> **Passage shown**
[Start]

It is recommended to use option {opt efficient} only for small samples where efficiency is an important consideration.
The default is to use only one in-sample prediction per observation.
{dlgtab:Display}
{phang}
{opt noiterbar} prevents {cmd:overfit} from displaying dots to show the iteration progress.
{phang}
{opt noresults} prevents {cmd:overfit} from displaying the estimated shrinkage statistics.
{phang}
{opt hist(string)} displays histograms of the shrinkage statistics and saves them into file {it:string}.gph.
{phang}
{opt showmod} displays the estimated model for each group at each iteration.
Note that {opt nbgrp} * {nbiter} estimation results will be displayed if this option is specified.
{phang}
{opt showslopes} displays the estimated slope statistics {it:alpha} and {it:delta} for each iteration.
{dlgtab:Save additional results}
{phang}
{opt savemod(string)} saves all estimated coefficients of the model into file {it:string}.dta.
In the saved file, column iter indicates the iteration number and column estnb the cestimation number for the corresponding iteration, followed by the coefficient estimates.
Note that {opt nbgrp} * {nbiter} estimation results will be saved if this option is specified.

[End]

> **Supplied information**
[Start]

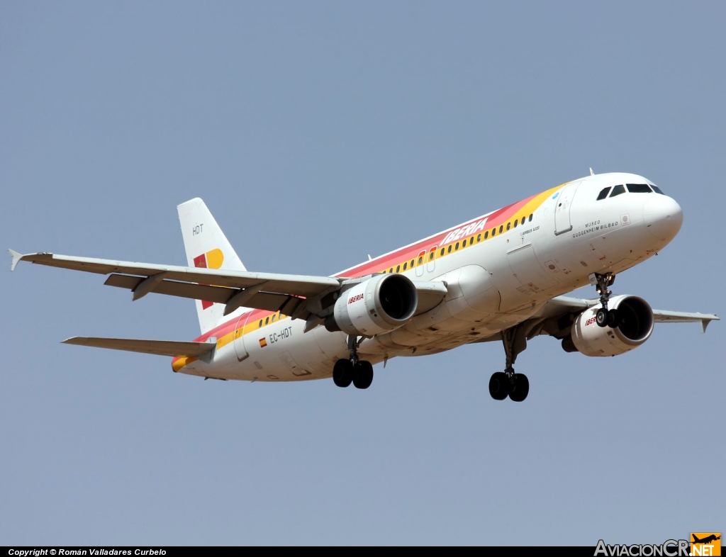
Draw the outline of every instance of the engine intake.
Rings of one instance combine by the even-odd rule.
[[[653,310],[645,300],[637,296],[613,296],[608,307],[618,313],[614,328],[597,326],[595,313],[599,306],[593,306],[575,318],[570,337],[563,341],[563,348],[568,352],[576,350],[586,356],[616,356],[637,348],[650,337]]]
[[[418,307],[418,292],[403,275],[376,275],[346,290],[325,320],[328,331],[372,337],[403,326]]]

[End]

> **Challenge 1**
Which options does the overfit help text describe under the Display heading?
> **Challenge 2**
Can you repeat the overfit help text word for word, taking everything from "It is recommended" down to "at each iteration."?
The lines play no part in what you need to do.

> **Task output 1**
noiterbar, noresults, hist(string), showmod, showslopes

> **Task output 2**
It is recommended to use option {opt efficient} only for small samples where efficiency is an important consideration.
The default is to use only one in-sample prediction per observation.
{dlgtab:Display}
{phang}
{opt noiterbar} prevents {cmd:overfit} from displaying dots to show the iteration progress.
{phang}
{opt noresults} prevents {cmd:overfit} from displaying the estimated shrinkage statistics.
{phang}
{opt hist(string)} displays histograms of the shrinkage statistics and saves them into file {it:string}.gph.
{phang}
{opt showmod} displays the estimated model for each group at each iteration.